>>

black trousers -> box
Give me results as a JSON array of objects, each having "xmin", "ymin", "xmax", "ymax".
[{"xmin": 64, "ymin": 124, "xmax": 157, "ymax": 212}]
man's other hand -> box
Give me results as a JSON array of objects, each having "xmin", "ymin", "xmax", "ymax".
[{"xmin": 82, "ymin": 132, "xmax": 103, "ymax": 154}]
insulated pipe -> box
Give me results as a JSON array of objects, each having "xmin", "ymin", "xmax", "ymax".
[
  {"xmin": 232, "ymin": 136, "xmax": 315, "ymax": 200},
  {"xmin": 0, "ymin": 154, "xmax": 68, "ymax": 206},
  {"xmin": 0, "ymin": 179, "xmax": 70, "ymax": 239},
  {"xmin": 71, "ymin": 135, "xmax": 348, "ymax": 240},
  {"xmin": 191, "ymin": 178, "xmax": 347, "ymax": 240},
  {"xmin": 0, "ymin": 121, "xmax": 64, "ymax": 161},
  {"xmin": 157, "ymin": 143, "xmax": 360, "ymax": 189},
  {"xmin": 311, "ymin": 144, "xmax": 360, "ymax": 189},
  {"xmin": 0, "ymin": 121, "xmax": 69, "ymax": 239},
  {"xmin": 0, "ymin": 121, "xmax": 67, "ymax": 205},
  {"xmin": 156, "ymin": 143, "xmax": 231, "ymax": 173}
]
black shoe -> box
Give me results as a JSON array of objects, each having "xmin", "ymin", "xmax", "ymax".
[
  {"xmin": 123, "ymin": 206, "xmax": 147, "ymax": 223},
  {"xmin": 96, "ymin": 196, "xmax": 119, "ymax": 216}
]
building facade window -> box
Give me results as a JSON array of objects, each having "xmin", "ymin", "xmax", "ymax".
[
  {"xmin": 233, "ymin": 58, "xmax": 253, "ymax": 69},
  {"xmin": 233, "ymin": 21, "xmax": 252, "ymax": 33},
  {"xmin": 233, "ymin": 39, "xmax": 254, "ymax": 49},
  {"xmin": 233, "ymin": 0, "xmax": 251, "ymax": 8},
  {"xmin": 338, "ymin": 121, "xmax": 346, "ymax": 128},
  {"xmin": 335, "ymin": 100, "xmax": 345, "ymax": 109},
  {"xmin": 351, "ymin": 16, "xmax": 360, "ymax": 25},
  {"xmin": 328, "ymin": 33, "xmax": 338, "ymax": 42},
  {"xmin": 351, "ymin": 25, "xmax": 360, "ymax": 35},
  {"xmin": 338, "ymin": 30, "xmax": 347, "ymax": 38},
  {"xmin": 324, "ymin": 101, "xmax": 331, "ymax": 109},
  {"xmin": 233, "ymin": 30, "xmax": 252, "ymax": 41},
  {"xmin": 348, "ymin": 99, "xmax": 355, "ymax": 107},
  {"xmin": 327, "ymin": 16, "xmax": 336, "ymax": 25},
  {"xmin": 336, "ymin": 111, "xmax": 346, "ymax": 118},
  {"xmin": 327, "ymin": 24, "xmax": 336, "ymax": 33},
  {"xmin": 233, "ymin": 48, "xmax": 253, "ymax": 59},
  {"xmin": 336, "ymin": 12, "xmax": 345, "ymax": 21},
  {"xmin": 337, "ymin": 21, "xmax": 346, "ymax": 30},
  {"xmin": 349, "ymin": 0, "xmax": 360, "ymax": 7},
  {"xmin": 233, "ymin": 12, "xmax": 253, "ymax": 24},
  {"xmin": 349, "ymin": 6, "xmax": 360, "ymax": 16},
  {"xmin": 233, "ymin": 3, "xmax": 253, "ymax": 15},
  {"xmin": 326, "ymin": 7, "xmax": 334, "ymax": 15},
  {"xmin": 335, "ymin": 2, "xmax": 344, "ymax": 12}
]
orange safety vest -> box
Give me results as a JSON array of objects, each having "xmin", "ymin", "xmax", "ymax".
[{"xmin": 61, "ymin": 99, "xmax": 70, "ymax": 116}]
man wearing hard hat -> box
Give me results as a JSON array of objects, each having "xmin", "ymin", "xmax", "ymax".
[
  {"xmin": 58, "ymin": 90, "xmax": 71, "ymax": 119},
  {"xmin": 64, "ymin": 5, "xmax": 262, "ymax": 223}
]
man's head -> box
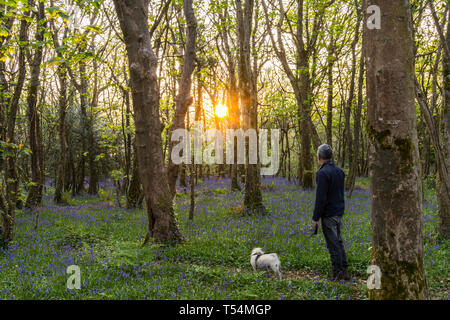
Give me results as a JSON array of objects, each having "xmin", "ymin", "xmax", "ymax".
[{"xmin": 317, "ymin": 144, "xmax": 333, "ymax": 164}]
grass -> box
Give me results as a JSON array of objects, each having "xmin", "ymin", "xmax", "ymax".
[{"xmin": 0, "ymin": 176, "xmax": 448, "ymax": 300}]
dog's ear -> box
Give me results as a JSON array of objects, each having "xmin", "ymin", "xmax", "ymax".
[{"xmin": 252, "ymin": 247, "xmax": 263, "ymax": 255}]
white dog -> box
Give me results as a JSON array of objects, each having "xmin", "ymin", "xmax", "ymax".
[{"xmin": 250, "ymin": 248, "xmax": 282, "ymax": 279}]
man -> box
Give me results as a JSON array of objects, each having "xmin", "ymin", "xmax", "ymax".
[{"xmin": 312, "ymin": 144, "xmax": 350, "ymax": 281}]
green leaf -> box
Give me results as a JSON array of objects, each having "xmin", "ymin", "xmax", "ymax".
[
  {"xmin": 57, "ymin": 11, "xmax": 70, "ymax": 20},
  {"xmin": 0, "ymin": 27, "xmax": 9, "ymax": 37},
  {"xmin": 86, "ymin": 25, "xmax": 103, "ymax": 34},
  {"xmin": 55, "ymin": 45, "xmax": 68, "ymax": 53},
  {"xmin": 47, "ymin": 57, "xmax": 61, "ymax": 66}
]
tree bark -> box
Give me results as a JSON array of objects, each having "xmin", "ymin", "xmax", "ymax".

<<

> _PROBLEM_
Copy the records exactly. Skip the images.

> _OUTPUT OF THE TASK_
black trousers -> box
Give me results as a JSON array of objects, each having "xmin", "ymin", "xmax", "ymax".
[{"xmin": 64, "ymin": 124, "xmax": 157, "ymax": 212}]
man's other hand -> box
Give me results as a JSON array of objects, each having "xmin", "ymin", "xmax", "ymax".
[{"xmin": 82, "ymin": 132, "xmax": 103, "ymax": 154}]
insulated pipe -> box
Give me results as a JSON array of objects, each having "xmin", "ymin", "xmax", "ymax".
[
  {"xmin": 232, "ymin": 136, "xmax": 315, "ymax": 200},
  {"xmin": 0, "ymin": 154, "xmax": 68, "ymax": 206},
  {"xmin": 0, "ymin": 179, "xmax": 70, "ymax": 239},
  {"xmin": 71, "ymin": 135, "xmax": 348, "ymax": 240},
  {"xmin": 191, "ymin": 178, "xmax": 347, "ymax": 240},
  {"xmin": 0, "ymin": 121, "xmax": 64, "ymax": 161},
  {"xmin": 157, "ymin": 143, "xmax": 360, "ymax": 189},
  {"xmin": 311, "ymin": 144, "xmax": 360, "ymax": 189},
  {"xmin": 0, "ymin": 121, "xmax": 69, "ymax": 239},
  {"xmin": 0, "ymin": 121, "xmax": 67, "ymax": 205},
  {"xmin": 156, "ymin": 143, "xmax": 231, "ymax": 173}
]
black shoe -> box
Give me results as a JSON array of objects, each having "xmin", "ymin", "xmax", "ymax".
[
  {"xmin": 123, "ymin": 206, "xmax": 147, "ymax": 223},
  {"xmin": 96, "ymin": 196, "xmax": 119, "ymax": 216}
]
building facade window -> box
Give me results as a JSON array of objects, each having "xmin", "ymin", "xmax", "ymax".
[
  {"xmin": 233, "ymin": 58, "xmax": 253, "ymax": 69},
  {"xmin": 233, "ymin": 21, "xmax": 252, "ymax": 33},
  {"xmin": 233, "ymin": 39, "xmax": 254, "ymax": 49},
  {"xmin": 233, "ymin": 0, "xmax": 251, "ymax": 8},
  {"xmin": 338, "ymin": 121, "xmax": 346, "ymax": 128},
  {"xmin": 335, "ymin": 100, "xmax": 345, "ymax": 109},
  {"xmin": 351, "ymin": 16, "xmax": 360, "ymax": 25},
  {"xmin": 328, "ymin": 33, "xmax": 338, "ymax": 42},
  {"xmin": 351, "ymin": 25, "xmax": 360, "ymax": 35},
  {"xmin": 338, "ymin": 30, "xmax": 347, "ymax": 38},
  {"xmin": 324, "ymin": 101, "xmax": 331, "ymax": 109},
  {"xmin": 233, "ymin": 30, "xmax": 252, "ymax": 41},
  {"xmin": 348, "ymin": 99, "xmax": 355, "ymax": 107},
  {"xmin": 327, "ymin": 16, "xmax": 336, "ymax": 25},
  {"xmin": 336, "ymin": 111, "xmax": 346, "ymax": 118},
  {"xmin": 327, "ymin": 24, "xmax": 336, "ymax": 33},
  {"xmin": 233, "ymin": 48, "xmax": 253, "ymax": 59},
  {"xmin": 336, "ymin": 12, "xmax": 345, "ymax": 21},
  {"xmin": 337, "ymin": 21, "xmax": 346, "ymax": 30},
  {"xmin": 349, "ymin": 0, "xmax": 360, "ymax": 7},
  {"xmin": 233, "ymin": 12, "xmax": 253, "ymax": 24},
  {"xmin": 349, "ymin": 6, "xmax": 360, "ymax": 16},
  {"xmin": 233, "ymin": 3, "xmax": 253, "ymax": 15},
  {"xmin": 326, "ymin": 7, "xmax": 334, "ymax": 15},
  {"xmin": 335, "ymin": 2, "xmax": 344, "ymax": 12}
]
orange safety vest -> box
Give me results as a JSON array of objects, each having "xmin", "ymin", "xmax", "ymax".
[{"xmin": 61, "ymin": 99, "xmax": 70, "ymax": 116}]
man wearing hard hat -> box
Give me results as a JSON array of objects, each having "xmin", "ymin", "xmax", "ymax".
[
  {"xmin": 58, "ymin": 90, "xmax": 71, "ymax": 119},
  {"xmin": 64, "ymin": 5, "xmax": 262, "ymax": 223}
]
man's head -> box
Give me results as a JSON array of objects, each having "xmin", "ymin", "xmax", "ymax".
[{"xmin": 317, "ymin": 144, "xmax": 333, "ymax": 164}]
grass -> box
Give me results as a JSON array of objects, each having "xmin", "ymin", "xmax", "ymax".
[{"xmin": 0, "ymin": 176, "xmax": 448, "ymax": 300}]
dog's ear -> box
Give me results as a JSON array of objects, each having "xmin", "ymin", "xmax", "ymax".
[{"xmin": 252, "ymin": 247, "xmax": 263, "ymax": 255}]
white dog -> box
Give me results as a JSON array of objects, each having "xmin", "ymin", "xmax", "ymax".
[{"xmin": 250, "ymin": 248, "xmax": 282, "ymax": 279}]
man -> box
Give me results as a JSON array of objects, each having "xmin", "ymin", "xmax", "ymax".
[{"xmin": 312, "ymin": 144, "xmax": 350, "ymax": 281}]
green leaf -> box
Give me results as a JSON array of objects, each having "xmin", "ymin", "xmax", "ymax".
[
  {"xmin": 57, "ymin": 11, "xmax": 70, "ymax": 20},
  {"xmin": 0, "ymin": 27, "xmax": 9, "ymax": 37},
  {"xmin": 86, "ymin": 25, "xmax": 103, "ymax": 34},
  {"xmin": 55, "ymin": 45, "xmax": 68, "ymax": 53},
  {"xmin": 47, "ymin": 57, "xmax": 61, "ymax": 66}
]
tree bark -> box
Give me results as a JSON array of objects, each having "xmin", "ymin", "xmax", "ymax".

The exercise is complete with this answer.